-- Start INFORMATION SHOWN --
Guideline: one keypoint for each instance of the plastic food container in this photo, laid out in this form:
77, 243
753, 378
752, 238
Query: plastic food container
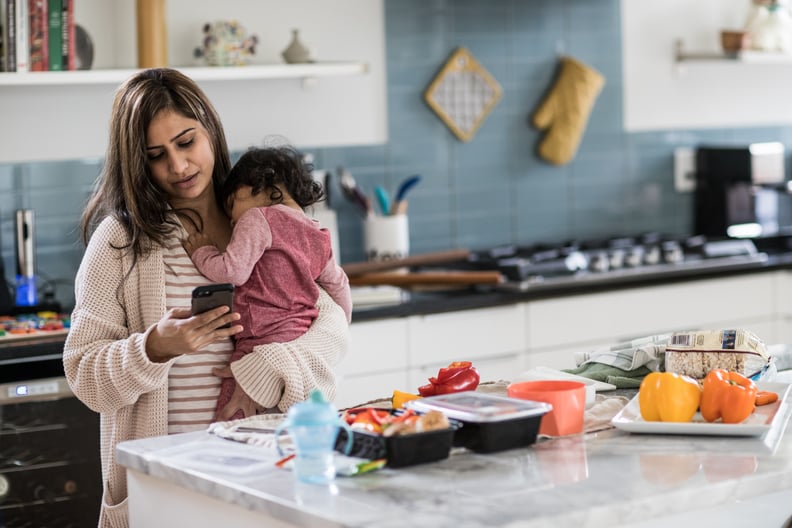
400, 450
490, 423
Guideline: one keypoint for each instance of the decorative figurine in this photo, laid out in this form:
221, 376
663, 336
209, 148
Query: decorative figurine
296, 52
226, 43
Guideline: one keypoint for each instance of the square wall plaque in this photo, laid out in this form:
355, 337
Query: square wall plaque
463, 94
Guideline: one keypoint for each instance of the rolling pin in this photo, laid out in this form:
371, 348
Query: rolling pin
427, 278
440, 257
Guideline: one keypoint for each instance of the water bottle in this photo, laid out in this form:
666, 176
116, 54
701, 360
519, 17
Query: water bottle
313, 427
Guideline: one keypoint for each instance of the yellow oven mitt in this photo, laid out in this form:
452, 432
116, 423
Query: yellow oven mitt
565, 110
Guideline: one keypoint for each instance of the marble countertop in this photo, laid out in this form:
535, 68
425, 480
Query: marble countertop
603, 478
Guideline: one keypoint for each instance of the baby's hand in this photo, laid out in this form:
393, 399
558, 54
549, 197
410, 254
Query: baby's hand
239, 402
196, 240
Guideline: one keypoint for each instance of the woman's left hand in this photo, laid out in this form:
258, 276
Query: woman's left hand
195, 240
239, 400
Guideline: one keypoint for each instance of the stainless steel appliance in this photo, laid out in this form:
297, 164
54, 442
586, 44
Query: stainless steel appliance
50, 473
742, 191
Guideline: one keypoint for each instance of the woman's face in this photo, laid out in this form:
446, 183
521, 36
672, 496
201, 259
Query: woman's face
180, 157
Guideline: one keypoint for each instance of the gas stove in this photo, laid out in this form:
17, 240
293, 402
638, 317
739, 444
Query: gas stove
591, 261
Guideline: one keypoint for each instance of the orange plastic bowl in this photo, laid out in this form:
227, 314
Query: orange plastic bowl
568, 399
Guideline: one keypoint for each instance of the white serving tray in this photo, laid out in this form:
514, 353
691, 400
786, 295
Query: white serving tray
761, 421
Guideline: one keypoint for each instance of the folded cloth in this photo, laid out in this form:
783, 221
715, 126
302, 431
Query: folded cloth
629, 355
623, 379
598, 417
256, 430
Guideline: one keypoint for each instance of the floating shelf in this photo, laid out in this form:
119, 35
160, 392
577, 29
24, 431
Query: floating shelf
744, 56
233, 73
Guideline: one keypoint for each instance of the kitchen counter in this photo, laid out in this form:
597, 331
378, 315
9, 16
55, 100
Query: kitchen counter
429, 302
601, 479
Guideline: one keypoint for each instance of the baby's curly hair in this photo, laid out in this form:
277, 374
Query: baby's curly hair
262, 168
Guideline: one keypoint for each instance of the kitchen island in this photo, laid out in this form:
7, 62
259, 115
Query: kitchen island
604, 478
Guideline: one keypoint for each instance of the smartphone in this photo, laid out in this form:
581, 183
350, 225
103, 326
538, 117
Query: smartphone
211, 296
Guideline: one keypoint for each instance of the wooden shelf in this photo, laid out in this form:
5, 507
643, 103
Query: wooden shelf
741, 57
272, 71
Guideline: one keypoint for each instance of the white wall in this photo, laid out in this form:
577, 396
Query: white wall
659, 95
51, 122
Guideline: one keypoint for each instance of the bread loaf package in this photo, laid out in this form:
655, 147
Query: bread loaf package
696, 353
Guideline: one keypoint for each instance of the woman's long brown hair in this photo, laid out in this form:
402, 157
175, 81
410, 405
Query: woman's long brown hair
125, 189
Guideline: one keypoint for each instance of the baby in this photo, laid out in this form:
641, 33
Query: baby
277, 258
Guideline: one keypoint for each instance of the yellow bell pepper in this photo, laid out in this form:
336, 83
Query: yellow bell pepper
668, 397
399, 398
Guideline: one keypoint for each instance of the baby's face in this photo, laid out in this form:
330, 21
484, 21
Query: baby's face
243, 199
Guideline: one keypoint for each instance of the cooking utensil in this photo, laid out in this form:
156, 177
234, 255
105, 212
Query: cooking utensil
440, 257
383, 199
399, 204
353, 192
427, 278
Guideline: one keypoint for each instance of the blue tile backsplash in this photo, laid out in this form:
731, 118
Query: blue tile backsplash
492, 190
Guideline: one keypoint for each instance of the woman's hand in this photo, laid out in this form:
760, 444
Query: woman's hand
195, 240
179, 332
239, 401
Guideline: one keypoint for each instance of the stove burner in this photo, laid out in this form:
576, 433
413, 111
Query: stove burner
648, 253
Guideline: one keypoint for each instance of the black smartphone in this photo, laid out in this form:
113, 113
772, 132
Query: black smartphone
211, 296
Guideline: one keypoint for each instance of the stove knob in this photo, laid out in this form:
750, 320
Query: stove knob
598, 261
652, 256
672, 252
634, 257
617, 258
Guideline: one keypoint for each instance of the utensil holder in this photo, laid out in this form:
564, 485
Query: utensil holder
386, 237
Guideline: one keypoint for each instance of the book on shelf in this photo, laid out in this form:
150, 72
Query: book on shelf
9, 34
39, 32
54, 37
37, 35
68, 40
22, 19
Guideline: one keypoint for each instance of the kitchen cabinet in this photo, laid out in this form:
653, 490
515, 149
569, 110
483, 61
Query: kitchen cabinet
502, 341
402, 353
337, 100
-- End INFORMATION SHOWN --
(TASK INSTRUCTIONS) Copy all the records above, substituting "in this image" for every "in this photo" and changing nothing else. Leave the pictures out.

(CORRECT OUTPUT)
Guideline: one keypoint for each instance of the plastic food container in this image, laid out in this form:
77, 243
753, 378
752, 238
Query: plastic food container
400, 450
490, 423
Guideline: one keypoint for each instance of the decorative figurine in this image, laid out in this form:
221, 376
663, 336
209, 148
Query: decorative figurine
296, 52
226, 43
Guideline: one keypoint for each instance of the square wall plaque in this image, laid out in this form:
355, 337
Query: square wall plaque
463, 94
Guideline: one keypoint for each instance of the rolling pin in this image, laid out in this form:
371, 348
Query: rolling pin
427, 278
440, 257
Guideline: one keypoint for each instance of the water bottle in this image, laid out in this form:
666, 176
116, 54
701, 360
519, 17
Query: water bottle
313, 427
Guideline: one keypoint for each instance of the yellow oven mitt in this image, laid out in this form:
452, 432
116, 423
Query: yellow oven mitt
565, 110
Guideline: one keypoint for each instance of the marble countertop in this image, laid out in this form:
535, 68
425, 480
Query: marble countertop
603, 478
Guideline: one keypoint for each instance of the baby's hand in this image, laid out in this form:
393, 399
558, 54
549, 197
410, 254
Query: baby's hand
239, 402
196, 240
Guideline: one keypoint for each instance of the woman's left hand in this image, laid out in this form:
258, 276
Query: woman's left hand
195, 240
239, 400
Guideline: one keypoint for each instance of the stainless steel appliance in this image, laid out in this form:
297, 164
54, 442
586, 44
Query: stainless steel appliance
50, 473
742, 191
Guideline: one keypoint for each instance of the woman's face in this image, laid out in this form:
446, 183
521, 36
672, 496
201, 259
Query: woman's face
180, 157
Guideline: one keypoint for each instance of the gas stove in this image, laid out in this form:
17, 240
293, 402
638, 317
739, 444
Query: gas stove
591, 261
Guideline: one keypoint for each instance of the orange plastic bowl in this image, laid out in this form:
227, 314
Query: orange plastic bowl
568, 399
Guideline: one keypoint for each instance of the white serving tray in this image, laid out in this form:
514, 353
691, 400
786, 295
Query: white serving tray
761, 421
Guideline: one keypoint for each instance of the folded cloth in this image, laid out in this form:
783, 221
715, 126
302, 431
Query: folded cloth
629, 355
623, 379
598, 417
256, 430
Guideline: one keypoint for each instance of the floating shelf in this image, laid out in this form:
119, 35
160, 392
577, 29
24, 431
Query: floating shelf
744, 56
233, 73
Guideline: one keypoint for each instance of the kitchen counter in this image, laid out in this form:
597, 331
378, 315
9, 16
55, 100
Query: kitchen counter
429, 302
601, 479
Guideline: one keypoint for each instance of the baby's curly hair in this image, laid out in this form:
277, 374
Query: baby's curly hair
262, 168
Guideline: one keypoint for each instance of the kitchen island in this image, laid out in this form:
7, 62
259, 115
Query: kitchen island
604, 478
Guideline: one keypoint for each instance of the smartphone in this image, laid out in this form:
581, 183
350, 225
103, 326
538, 117
Query: smartphone
211, 296
Guideline: one keypoint for each instance of the wooden shelf in this image, laid out in this form:
5, 507
643, 103
Query: wooden shelf
741, 57
272, 71
Guideline: one keypoint for each instance of the white wall in this image, laid out in this form:
577, 396
Query: white wall
659, 95
51, 122
Guideline: one keypoint for each instance of the bread loaf package in this image, laid out in this form:
655, 147
Query: bread loaf package
696, 353
Guideline: one keypoint for each instance of the woman's long brown hair in this image, laid out in this form:
402, 157
175, 81
410, 405
Query: woman's long brown hair
125, 189
Guideline: one keypoint for each instance of the baby in this image, laid out in this form:
641, 33
Query: baby
277, 258
Guideline: one keypoint for each instance of the yellow bell pepper in this image, laid out in this form:
336, 83
Query: yellow bell pepper
668, 397
399, 398
Guideline: one keypoint for each instance of the baby's face in this image, laid out in this form:
330, 21
484, 21
Query: baby's face
243, 199
Guideline: one keypoint for each instance of the cooking utensil in this image, laid out in this form:
156, 177
234, 255
105, 212
Query: cooking utensil
440, 257
383, 199
399, 204
353, 192
427, 278
Guideline: one keypoint for each instance of the blue tile backsplash in this image, laid out in this form:
731, 118
Query: blue tile backsplash
492, 190
Guideline: one keypoint for each instance of the woman's hand in this image, laid out in this form:
760, 444
Query: woman's hand
195, 240
179, 332
239, 401
Guideline: one keypoint for each instance of the stove burner in this image, laid out in this form:
576, 433
413, 111
Query: stove burner
648, 253
Guideline: one keypoint for each instance of the black smartphone in this image, laid out in this form:
113, 113
772, 132
Query: black smartphone
211, 296
Guideline: one keypoint for each instance of the stove knob in this image, laid out in this form:
750, 320
Query: stove knob
598, 261
652, 256
672, 252
634, 257
617, 258
Guideline: one keypoint for each instance of the utensil holder in this image, laid out in this form:
564, 485
Query: utensil holder
386, 237
Guideline: one keypoint for each instance of the book on shelf in this image, laid out in this form:
150, 72
Query: book on shelf
9, 34
39, 32
54, 37
37, 35
68, 40
22, 19
Guideline: one keypoint for each instance of the kitchen cabinet in this image, laid out in this form:
653, 490
515, 149
569, 110
483, 61
Query: kitchen cabinet
502, 341
402, 353
337, 100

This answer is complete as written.